**Task details:**
Render every line of all the records below as a Markdown table with two columns, Row for the row number and Line for the line itself, and omit blank lines.

**Records supplied:**
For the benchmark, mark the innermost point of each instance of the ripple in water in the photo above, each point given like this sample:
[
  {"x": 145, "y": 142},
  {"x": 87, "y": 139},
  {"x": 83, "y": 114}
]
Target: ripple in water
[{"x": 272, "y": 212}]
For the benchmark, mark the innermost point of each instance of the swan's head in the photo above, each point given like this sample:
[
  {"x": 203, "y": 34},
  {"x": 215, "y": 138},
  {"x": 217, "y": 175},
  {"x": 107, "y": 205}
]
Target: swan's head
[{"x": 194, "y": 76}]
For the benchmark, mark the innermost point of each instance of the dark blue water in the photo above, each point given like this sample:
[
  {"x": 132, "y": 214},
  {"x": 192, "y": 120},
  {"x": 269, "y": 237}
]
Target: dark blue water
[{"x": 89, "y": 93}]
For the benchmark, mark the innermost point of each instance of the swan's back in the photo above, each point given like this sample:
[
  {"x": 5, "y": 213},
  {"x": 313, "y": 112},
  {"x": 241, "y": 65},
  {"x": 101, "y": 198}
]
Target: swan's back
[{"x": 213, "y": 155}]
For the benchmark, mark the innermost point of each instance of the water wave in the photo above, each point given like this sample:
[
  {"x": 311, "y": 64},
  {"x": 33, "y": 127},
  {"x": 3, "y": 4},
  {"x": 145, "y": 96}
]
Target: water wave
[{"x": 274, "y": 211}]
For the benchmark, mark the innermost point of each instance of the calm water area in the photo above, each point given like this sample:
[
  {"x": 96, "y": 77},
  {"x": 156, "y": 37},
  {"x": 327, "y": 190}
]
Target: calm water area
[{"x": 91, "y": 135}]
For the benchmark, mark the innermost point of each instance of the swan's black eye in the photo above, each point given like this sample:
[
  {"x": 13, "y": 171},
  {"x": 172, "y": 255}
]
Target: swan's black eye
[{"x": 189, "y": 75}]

**Written answer:**
| Row | Line |
|---|---|
| 1 | For the benchmark, mark the innermost point of each instance of the ripple in water in the photo above, each point given like this sample: |
| 2 | [ |
| 3 |   {"x": 145, "y": 142}, |
| 4 |   {"x": 87, "y": 139}, |
| 5 |   {"x": 83, "y": 114} |
| 6 | ] |
| 7 | Target: ripple in water |
| 8 | [{"x": 272, "y": 212}] |
| 9 | For the benchmark, mark the innermost point of each instance of the swan's head in the photo above, each point given like this sample: |
| 10 | [ |
| 11 |   {"x": 203, "y": 34}, |
| 12 |   {"x": 215, "y": 138}, |
| 13 |   {"x": 217, "y": 175}, |
| 14 |   {"x": 107, "y": 205} |
| 15 | ] |
| 16 | Target: swan's head |
| 17 | [{"x": 194, "y": 76}] |
| 18 | For the benchmark, mark the innermost point of each instance of the dark blue water in the photo above, each point given like this sample: |
| 19 | [ |
| 20 |   {"x": 132, "y": 214}, |
| 21 |   {"x": 192, "y": 120}, |
| 22 |   {"x": 269, "y": 237} |
| 23 | ] |
| 24 | Target: dark blue water |
| 25 | [{"x": 89, "y": 93}] |
| 26 | For the benchmark, mark the innermost point of each instance of the swan's back in the photo above, each point given like this sample: |
| 27 | [ |
| 28 |   {"x": 5, "y": 213}, |
| 29 |   {"x": 313, "y": 112}, |
| 30 |   {"x": 241, "y": 65}, |
| 31 |   {"x": 101, "y": 198} |
| 32 | ] |
| 33 | Target: swan's back |
| 34 | [{"x": 213, "y": 155}] |
| 35 | For the benchmark, mark the innermost point of each instance of the water wave in the photo above, each point given like this sample: |
| 36 | [ |
| 37 |   {"x": 311, "y": 64}, |
| 38 |   {"x": 33, "y": 127}, |
| 39 |   {"x": 3, "y": 4}, |
| 40 |   {"x": 145, "y": 96} |
| 41 | ] |
| 42 | Target: water wave |
| 43 | [{"x": 274, "y": 211}] |
| 44 | For the benchmark, mark the innermost point of each instance of the calm water area in the photo above, each point given like this sample: |
| 45 | [ |
| 46 |   {"x": 96, "y": 77}, |
| 47 |   {"x": 156, "y": 37}, |
| 48 |   {"x": 327, "y": 190} |
| 49 | ] |
| 50 | Target: calm water area |
| 51 | [{"x": 91, "y": 135}] |
| 52 | For the benchmark, mark the innermost point of each instance of the swan's black eye in the photo above, each point given like this sample: |
| 53 | [ |
| 54 |   {"x": 13, "y": 171}, |
| 55 |   {"x": 172, "y": 255} |
| 56 | ] |
| 57 | Target: swan's black eye |
| 58 | [{"x": 189, "y": 75}] |